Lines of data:

******

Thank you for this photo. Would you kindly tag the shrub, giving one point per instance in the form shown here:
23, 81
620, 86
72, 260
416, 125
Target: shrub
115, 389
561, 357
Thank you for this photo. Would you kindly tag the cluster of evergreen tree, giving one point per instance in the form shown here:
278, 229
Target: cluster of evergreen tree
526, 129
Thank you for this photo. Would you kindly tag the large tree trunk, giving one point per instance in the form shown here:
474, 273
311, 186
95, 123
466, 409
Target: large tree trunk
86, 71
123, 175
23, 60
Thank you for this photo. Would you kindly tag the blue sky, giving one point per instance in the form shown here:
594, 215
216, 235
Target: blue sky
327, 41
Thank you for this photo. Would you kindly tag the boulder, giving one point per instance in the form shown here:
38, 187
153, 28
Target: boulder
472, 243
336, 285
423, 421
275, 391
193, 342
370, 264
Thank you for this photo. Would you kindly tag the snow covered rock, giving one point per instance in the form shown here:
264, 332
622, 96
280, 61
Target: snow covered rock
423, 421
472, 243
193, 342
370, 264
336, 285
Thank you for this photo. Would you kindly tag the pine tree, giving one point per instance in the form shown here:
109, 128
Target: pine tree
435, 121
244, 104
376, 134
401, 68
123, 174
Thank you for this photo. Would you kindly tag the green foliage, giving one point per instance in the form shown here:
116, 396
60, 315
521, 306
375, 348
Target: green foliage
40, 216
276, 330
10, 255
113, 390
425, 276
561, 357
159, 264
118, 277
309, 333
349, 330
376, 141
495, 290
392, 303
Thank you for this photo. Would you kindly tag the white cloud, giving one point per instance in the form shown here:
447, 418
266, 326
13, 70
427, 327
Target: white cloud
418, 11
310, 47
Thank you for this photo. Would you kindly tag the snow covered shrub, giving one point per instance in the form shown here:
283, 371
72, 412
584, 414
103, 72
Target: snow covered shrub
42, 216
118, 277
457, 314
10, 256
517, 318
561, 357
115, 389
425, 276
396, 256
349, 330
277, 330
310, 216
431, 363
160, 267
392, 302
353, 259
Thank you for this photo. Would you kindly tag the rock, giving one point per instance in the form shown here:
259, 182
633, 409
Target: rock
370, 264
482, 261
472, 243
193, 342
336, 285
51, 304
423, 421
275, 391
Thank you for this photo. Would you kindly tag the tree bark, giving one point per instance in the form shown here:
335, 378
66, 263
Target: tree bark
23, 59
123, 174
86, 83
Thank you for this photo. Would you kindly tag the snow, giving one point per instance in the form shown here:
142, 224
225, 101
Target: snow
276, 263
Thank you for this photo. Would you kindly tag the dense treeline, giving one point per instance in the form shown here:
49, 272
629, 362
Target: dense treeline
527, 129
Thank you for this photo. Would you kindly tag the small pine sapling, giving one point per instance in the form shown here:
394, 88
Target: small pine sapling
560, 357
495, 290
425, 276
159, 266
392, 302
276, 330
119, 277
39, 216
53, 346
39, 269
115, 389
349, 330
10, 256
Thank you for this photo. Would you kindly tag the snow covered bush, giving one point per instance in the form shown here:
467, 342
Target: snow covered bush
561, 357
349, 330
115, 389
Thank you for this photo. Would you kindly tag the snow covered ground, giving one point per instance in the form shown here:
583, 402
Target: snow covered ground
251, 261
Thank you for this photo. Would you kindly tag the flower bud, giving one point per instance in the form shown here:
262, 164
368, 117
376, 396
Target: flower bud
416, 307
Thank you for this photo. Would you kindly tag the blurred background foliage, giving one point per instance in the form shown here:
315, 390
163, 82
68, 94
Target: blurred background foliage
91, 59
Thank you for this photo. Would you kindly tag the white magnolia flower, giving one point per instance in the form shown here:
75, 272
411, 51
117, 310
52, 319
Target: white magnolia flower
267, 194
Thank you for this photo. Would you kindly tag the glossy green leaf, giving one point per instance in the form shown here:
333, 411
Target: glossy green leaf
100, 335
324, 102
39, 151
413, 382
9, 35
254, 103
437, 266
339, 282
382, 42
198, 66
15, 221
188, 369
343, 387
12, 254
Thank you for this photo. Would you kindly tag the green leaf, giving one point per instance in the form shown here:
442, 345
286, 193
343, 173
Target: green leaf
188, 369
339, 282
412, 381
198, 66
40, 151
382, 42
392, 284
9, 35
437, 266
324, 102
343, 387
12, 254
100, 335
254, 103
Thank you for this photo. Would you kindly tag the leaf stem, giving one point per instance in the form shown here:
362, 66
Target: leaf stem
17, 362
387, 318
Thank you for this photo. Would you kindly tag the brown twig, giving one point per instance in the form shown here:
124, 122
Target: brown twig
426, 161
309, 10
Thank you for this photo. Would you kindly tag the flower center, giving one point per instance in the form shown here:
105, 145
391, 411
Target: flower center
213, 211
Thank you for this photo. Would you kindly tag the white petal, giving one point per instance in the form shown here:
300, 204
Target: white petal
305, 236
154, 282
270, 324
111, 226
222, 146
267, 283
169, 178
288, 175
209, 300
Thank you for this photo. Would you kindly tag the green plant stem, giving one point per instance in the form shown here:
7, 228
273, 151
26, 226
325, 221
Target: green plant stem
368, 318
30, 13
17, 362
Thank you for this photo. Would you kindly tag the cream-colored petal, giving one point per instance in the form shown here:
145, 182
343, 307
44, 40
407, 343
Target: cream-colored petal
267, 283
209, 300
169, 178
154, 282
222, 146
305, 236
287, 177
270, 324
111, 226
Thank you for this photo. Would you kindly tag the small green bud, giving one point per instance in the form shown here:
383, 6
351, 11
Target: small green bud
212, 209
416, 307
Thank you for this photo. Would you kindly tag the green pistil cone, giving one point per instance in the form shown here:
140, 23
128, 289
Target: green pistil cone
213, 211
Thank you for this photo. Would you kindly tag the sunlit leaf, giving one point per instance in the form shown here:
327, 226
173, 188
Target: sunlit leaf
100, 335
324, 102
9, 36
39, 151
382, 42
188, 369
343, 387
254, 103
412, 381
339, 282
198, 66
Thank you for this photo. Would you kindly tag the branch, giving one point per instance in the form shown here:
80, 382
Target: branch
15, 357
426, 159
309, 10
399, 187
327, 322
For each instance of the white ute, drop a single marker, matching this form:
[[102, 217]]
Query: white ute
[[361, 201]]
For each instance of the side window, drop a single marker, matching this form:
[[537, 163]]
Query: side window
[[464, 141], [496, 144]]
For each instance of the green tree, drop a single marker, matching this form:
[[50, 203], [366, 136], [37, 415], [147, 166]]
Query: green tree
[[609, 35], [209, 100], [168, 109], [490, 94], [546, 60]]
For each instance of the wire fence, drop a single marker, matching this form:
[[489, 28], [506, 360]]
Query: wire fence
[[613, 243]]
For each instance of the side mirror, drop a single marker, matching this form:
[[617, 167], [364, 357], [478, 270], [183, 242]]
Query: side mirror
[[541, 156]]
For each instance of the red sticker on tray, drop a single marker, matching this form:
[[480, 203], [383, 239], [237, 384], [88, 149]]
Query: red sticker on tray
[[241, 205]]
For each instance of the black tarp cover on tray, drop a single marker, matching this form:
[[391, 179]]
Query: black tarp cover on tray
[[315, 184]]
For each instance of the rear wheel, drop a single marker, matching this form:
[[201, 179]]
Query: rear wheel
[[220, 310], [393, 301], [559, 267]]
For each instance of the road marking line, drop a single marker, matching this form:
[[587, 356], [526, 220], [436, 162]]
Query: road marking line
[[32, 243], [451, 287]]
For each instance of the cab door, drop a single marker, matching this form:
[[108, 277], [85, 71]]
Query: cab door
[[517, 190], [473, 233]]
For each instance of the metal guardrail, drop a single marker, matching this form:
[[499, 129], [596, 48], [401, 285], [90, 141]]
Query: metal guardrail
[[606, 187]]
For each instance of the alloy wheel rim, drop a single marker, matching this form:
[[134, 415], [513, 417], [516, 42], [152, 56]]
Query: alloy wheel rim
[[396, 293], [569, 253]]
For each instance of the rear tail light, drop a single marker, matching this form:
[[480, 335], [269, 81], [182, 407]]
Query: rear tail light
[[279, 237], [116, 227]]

******

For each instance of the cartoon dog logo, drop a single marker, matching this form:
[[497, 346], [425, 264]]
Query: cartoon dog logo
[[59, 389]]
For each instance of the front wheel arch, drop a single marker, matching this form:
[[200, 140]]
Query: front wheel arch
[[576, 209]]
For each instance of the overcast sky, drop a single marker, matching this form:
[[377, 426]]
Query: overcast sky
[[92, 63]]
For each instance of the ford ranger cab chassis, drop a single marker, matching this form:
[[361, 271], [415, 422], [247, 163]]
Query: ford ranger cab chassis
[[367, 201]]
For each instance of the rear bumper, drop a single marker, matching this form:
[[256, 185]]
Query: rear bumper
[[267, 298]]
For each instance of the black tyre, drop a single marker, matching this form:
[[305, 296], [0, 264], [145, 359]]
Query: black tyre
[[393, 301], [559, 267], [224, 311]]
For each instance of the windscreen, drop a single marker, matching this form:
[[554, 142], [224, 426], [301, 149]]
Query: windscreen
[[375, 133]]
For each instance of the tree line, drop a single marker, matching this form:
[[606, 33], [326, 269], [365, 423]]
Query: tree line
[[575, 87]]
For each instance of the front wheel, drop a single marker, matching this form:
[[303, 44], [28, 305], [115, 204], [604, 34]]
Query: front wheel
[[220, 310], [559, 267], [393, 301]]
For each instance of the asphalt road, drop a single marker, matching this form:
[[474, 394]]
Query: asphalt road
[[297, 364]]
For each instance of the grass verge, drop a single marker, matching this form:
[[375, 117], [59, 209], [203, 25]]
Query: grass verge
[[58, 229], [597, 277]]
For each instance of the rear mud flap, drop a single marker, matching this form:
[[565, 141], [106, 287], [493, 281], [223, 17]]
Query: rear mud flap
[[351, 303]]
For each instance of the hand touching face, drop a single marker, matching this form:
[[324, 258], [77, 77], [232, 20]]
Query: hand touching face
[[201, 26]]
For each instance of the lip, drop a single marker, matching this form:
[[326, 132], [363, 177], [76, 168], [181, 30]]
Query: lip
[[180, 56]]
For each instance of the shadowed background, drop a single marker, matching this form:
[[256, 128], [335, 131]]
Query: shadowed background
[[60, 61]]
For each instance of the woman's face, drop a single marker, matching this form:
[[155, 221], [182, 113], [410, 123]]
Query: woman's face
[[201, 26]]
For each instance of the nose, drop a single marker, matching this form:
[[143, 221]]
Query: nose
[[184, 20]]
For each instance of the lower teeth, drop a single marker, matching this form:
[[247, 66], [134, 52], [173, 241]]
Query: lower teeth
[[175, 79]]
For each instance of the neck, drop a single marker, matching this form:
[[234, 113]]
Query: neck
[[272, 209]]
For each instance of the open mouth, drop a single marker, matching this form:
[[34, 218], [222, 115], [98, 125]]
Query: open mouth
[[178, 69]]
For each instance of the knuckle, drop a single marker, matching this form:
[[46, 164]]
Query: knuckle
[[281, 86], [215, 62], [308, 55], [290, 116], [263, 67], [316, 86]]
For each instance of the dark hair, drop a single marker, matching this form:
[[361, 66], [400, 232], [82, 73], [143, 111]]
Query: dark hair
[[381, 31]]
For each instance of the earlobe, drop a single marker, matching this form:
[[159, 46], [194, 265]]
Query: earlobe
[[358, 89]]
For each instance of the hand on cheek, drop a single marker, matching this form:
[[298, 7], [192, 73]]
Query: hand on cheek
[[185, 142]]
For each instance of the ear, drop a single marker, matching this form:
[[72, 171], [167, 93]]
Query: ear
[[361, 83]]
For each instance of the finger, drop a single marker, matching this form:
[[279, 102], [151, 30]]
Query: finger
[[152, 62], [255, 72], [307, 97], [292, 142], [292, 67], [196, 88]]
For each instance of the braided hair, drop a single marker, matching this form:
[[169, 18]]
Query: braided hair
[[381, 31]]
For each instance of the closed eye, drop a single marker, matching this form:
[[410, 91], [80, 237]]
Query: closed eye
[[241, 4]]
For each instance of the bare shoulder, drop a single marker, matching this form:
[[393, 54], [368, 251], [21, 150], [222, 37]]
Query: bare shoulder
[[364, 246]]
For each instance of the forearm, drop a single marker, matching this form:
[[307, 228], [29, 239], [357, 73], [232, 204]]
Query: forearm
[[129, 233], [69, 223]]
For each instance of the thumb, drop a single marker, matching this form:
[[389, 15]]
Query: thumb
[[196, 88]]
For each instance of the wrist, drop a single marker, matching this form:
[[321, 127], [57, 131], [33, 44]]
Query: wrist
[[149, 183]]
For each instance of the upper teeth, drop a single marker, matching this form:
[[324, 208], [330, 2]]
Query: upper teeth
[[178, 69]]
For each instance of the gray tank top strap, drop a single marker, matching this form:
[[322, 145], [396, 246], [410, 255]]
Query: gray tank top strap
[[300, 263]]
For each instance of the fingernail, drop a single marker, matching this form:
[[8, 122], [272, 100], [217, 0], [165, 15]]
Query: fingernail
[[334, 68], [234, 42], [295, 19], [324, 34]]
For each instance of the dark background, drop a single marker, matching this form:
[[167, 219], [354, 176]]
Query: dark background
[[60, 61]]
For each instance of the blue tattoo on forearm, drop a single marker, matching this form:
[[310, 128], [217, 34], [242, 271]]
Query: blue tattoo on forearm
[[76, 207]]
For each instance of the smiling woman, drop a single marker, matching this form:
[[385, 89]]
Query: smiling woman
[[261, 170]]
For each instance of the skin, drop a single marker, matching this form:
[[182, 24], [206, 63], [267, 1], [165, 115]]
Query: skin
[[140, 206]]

******

THE REQUEST: Render the lines from the one containing "For each instance of the rear tail" to the one containing "[[279, 237], [116, 227]]" as a Markdown table with the columns Number and Record line, numbering each line and omitting blank lines.

FULL ANSWER:
| Number | Record line |
|---|---|
| 1 | For each instance of the rear tail light, drop a single marker, matching this form: |
| 2 | [[480, 335], [269, 81], [182, 407]] |
| 3 | Query: rear tail light |
| 4 | [[279, 237], [116, 227]] |